[PAGE EXTRACT]

Immediately upon receipt, all animals were placed in individual, wire bottom, hanging cages and given deionized water and food (Wayne Rodent Blox rat chow) ad libitum. This diet has been shown to be free of mercury content. Lighting was set at a 12-h light/dark cycle, and the temperature of the animal housing facility was kept at 20°C. Following 1-week acclimation, the animals were separated into 2 groups (described below) and given either deionized water or drinking water containing 10 ppm MMH. This dose of MMH was selected from previous studies (Fowler and Woods, 1977; Woods and Fowler, 1977
) as sufficient to permit significant target tissue accumulation without evidence of overt neurotoxicity or renal injury during the course of the treatment regimen.
Study design.
Two prolonged methylmercury-exposure studies were undertaken. Study 1 was designed to evaluate the efficacy of DMPS dosage on mercury clearance from brain and kidney. In this study, 30 rats were divided into 2 groups of 18 and 12 each. The larger group of 18 animals was placed on a continuous regimen of drinking water containing 10 ppm MMH, whereas the remaining 12 animals were placed on deionized water (dH2O) as controls. After 9 weeks, all 30 rats were transferred to individual metabolism cages for 24-h urine collections. Immediately thereafter, the 18 animals that had received MMH for 9 weeks were divided randomly into 3 groups of 6 each. The first 2 groups of 6 animals received single ip injections of DMPS at either 100 mg/kg or 200 mg/kg, respectively, whereas the third group received saline injections. Concurrently, the 12 control rats that had been maintained for 9 weeks on dH2O were divided into 3 groups of 4 each and given comparable injections of 100 or 200 mg/kg DMPS or saline. Subsequently, all rats were returned to individual metabolism cages for post-treatment 24-h urine collections. All animals were then sacrificed, and tissues were collected for mercury assessments.
The second study (Study 2) was designed to assess the effect of consecutive DMPS treatments on mercury clearance from brain, kidney, and blood of MMH-exposed rats. In this study, 30 rats were placed on a continuous regimen of drinking water containing 10 ppm MMH for 6 weeks. The shorter MMH exposure time in Study 2 was selected based on the observation from Study 1 that the equilibrium between organic and inorganic mercury species in kidney cortex is achieved by 6 weeks of MMH exposure (described in Results). Hence, the prechelation concentrations of both Hg2+ and CH3Hg+ in renal cortex are sufficient following 6 weeks of MMH exposure to permit evaluation the efficacy of DMPS chelation in clearing both organic and inorganic mercury species from kidney, as well as from brain and blood.

[/PAGE EXTRACT]

EXERCISE REQUIREMENTS —
A - In the methods excerpt, at what temperature was the animal housing facility kept?
B - Transcribe everything in the methods excerpt from "Immediately upon receipt, all" down to "Study design.".
Nothing in the listing is needed here.

[DATASET EXCERPT]

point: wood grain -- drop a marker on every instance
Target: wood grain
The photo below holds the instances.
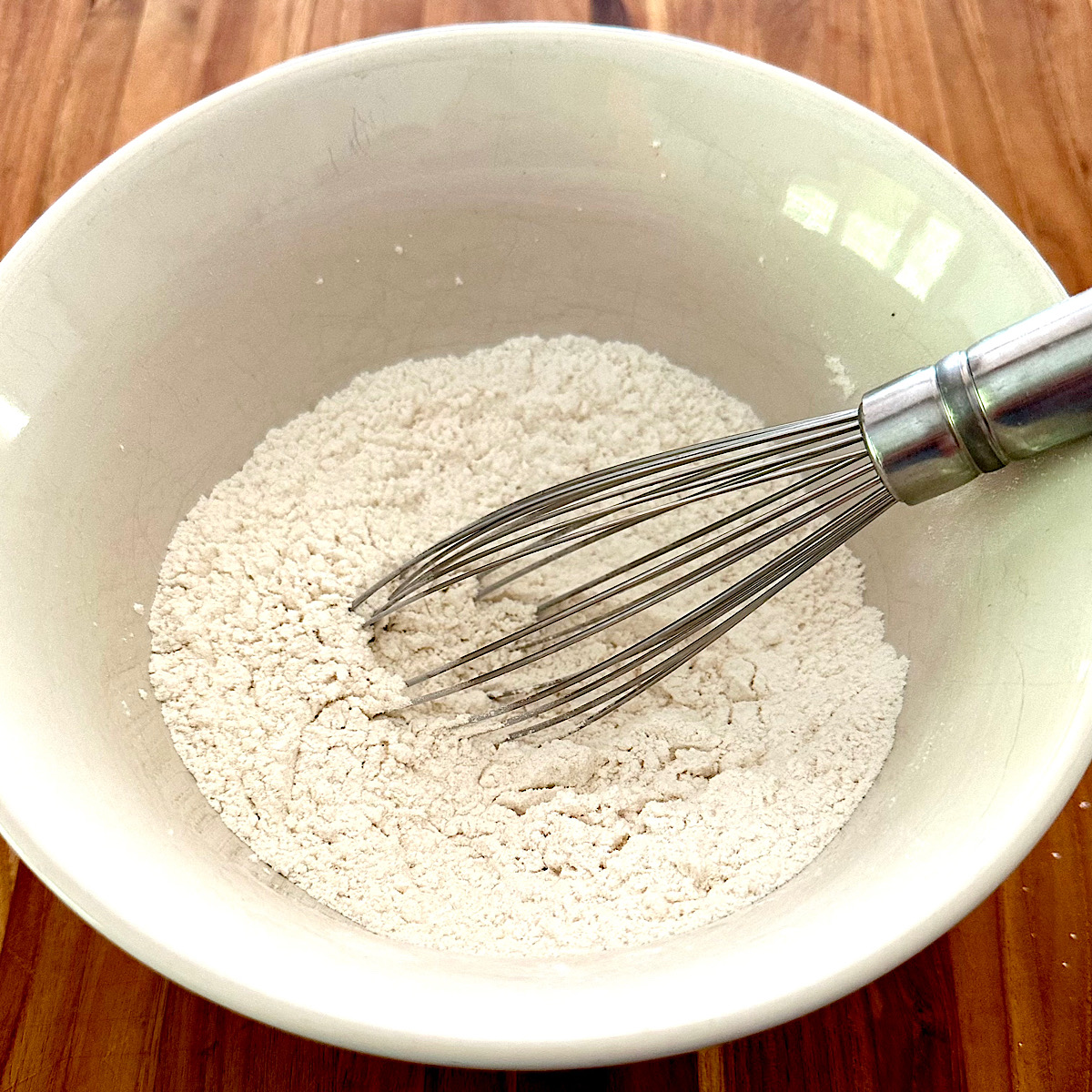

[/DATASET EXCERPT]

ANSWER LIST —
A - 20°C

B -
Immediately upon receipt, all animals were placed in individual, wire bottom, hanging cages and given deionized water and food (Wayne Rodent Blox rat chow) ad libitum. This diet has been shown to be free of mercury content. Lighting was set at a 12-h light/dark cycle, and the temperature of the animal housing facility was kept at 20°C. Following 1-week acclimation, the animals were separated into 2 groups (described below) and given either deionized water or drinking water containing 10 ppm MMH. This dose of MMH was selected from previous studies (Fowler and Woods, 1977; Woods and Fowler, 1977
) as sufficient to permit significant target tissue accumulation without evidence of overt neurotoxicity or renal injury during the course of the treatment regimen.
Study design.